* **PAGINATEKST**
↓↓↓

Algemeen Handelsblad/Jaargang 108/Nummer 35436/Avondblad/Echte analphabeten

‘Echte analphabeten. Land- en zeemacht nog 0.16%’ door een anonieme schrijver
Afkomstig uit het Algemeen Handelsblad, dinsdag 1 oktober 1935, Avondblad, vierde blad, p. 14. Publiek domein.
[ vierde blad, 14 ]

ECHTE ANALPHABETEN

Land- en zeemacht nog 0.16 %.

Het geslacht der echte analphabeten is in ons land nog niet geheel uitgestorven; blijkens mededeeling 44 van het Centraal Bureau voor de Statistiek, afd. onderwijsstatistiek, waren er in 1934 onder de bij land- en zeemacht ingeschrevenen, in totaal 32 die lezen noch schrijven konden, of 0.16 %, dat is dus 16 per 10.000.
In 1933 bedroeg het percentage 0.06.

Absoluut schoolverzuim.

In 1934 bedroeg het aantal leerplichtige kinderen, die noch huisonderwijs ontvingen, noch op een lagere school waren ingeschreven en ook geen vrijstelling hadden volgens artikel 7 der Leerplichtwet (dus absoluut schoolverzuim) 184 jongens en 228 meisjes, totaal 412.
Ofschoon de statistiek geen opgaven doet aangaande de motieven, deze kinderen zonder onderwijs te laten, kan aangenomen worden, dat onder hen blinden, doofstommen, idioten en imbecillen zijn.
Het zooeven aangeduide artikel 7 der Leerplichtwet bepaalt in het 7e lid, dat van schoolbezoek vrijgesteld zijn de kinderen die volgens schriftelijke verklaring van een geneeskundige, ongeschikt zijn voor het bezoeken van een lagere school of van een binnen den afstand van vier kilometer van de woning gelegen lagere school.

↑↑↑

* **GEGEVENS**
↓↓↓

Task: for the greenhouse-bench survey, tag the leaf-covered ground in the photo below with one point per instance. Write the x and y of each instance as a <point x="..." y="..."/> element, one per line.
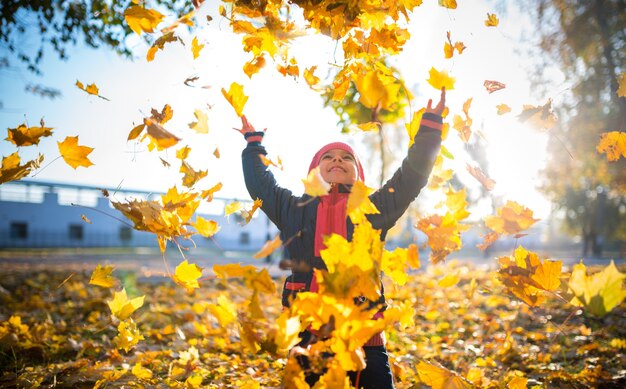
<point x="57" y="330"/>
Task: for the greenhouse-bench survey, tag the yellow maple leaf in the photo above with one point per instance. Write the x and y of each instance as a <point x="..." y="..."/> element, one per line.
<point x="542" y="117"/>
<point x="190" y="176"/>
<point x="600" y="292"/>
<point x="187" y="275"/>
<point x="205" y="227"/>
<point x="232" y="208"/>
<point x="141" y="372"/>
<point x="310" y="77"/>
<point x="503" y="108"/>
<point x="613" y="144"/>
<point x="236" y="97"/>
<point x="208" y="194"/>
<point x="196" y="47"/>
<point x="141" y="19"/>
<point x="12" y="170"/>
<point x="448" y="3"/>
<point x="128" y="335"/>
<point x="492" y="20"/>
<point x="159" y="44"/>
<point x="448" y="280"/>
<point x="269" y="247"/>
<point x="121" y="307"/>
<point x="314" y="184"/>
<point x="161" y="138"/>
<point x="440" y="79"/>
<point x="438" y="377"/>
<point x="73" y="154"/>
<point x="26" y="136"/>
<point x="200" y="126"/>
<point x="359" y="203"/>
<point x="101" y="276"/>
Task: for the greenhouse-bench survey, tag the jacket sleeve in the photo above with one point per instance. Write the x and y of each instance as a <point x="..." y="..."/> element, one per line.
<point x="393" y="199"/>
<point x="261" y="184"/>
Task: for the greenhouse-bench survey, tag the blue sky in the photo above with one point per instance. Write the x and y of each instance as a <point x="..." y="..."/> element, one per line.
<point x="297" y="124"/>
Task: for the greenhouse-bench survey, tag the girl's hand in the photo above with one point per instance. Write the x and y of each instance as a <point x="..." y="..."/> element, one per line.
<point x="246" y="127"/>
<point x="438" y="109"/>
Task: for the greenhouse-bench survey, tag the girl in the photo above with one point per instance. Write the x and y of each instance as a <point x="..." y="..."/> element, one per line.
<point x="303" y="222"/>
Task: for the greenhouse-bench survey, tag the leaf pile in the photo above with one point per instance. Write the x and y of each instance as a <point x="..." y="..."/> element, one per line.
<point x="56" y="328"/>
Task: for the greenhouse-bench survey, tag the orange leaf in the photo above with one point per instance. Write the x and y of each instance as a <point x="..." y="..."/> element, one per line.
<point x="27" y="136"/>
<point x="235" y="97"/>
<point x="440" y="79"/>
<point x="73" y="154"/>
<point x="613" y="144"/>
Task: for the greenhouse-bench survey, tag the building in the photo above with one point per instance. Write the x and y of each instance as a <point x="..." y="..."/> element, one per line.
<point x="36" y="214"/>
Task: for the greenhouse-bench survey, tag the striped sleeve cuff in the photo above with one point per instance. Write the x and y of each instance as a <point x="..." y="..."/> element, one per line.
<point x="256" y="136"/>
<point x="432" y="120"/>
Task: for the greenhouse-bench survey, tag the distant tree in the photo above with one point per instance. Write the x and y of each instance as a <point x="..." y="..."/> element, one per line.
<point x="586" y="40"/>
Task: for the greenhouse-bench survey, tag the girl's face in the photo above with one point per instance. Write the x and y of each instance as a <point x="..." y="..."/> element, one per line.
<point x="338" y="167"/>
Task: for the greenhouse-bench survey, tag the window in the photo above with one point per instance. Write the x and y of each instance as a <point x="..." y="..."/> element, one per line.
<point x="125" y="233"/>
<point x="75" y="232"/>
<point x="19" y="230"/>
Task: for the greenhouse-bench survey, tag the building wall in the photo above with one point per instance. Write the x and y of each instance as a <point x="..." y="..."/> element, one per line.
<point x="48" y="223"/>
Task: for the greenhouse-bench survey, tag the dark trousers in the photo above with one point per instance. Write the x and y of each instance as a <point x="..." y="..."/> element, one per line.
<point x="376" y="375"/>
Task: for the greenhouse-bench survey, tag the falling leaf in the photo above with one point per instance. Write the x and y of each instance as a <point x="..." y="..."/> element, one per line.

↑↑↑

* **JOUW DOEL**
Schrijf het krantenartikel over analfabetisme en schoolverzuim verder, aansluitend op de laatste zin. De gegevens hebben niets met het krantenartikel te maken.

* **SCHRIFTELIJK ANTWOORD**
Voor tal van onvolwaardige kinderen wordt deze bepaling toegepast, voor doofstomme kinderen zonder intellectstoornis zeker ten onrechte, daar voor hen voldoende leergelegenheid bestaat, in internaten of in doofstommenscholen, die kinderen in kosthuizen onderbrengen.
Verkeerd medelijden der ouders is oorzaak, dat al te vaak deze kinderen, die, zooals vele ervaringen te zien geven, heel goed een vak kunnen leeren en zich geheel of gedeeltelijk onafhankelijk maken, van doeltreffend onderwijs verstoken blijven.
Jarenlang is dan ook aangedrongen op invoering van leerverplichting voor doofstommen. Dat de tijd daarvoor thans, nu zoovele gemeenten heel krap zitten, niet de gunstigste is, daar de kosten in vele gevallen geheel of grootendeels uit de gemeentekassen betaald zullen moeten worden, moet betreurd worden.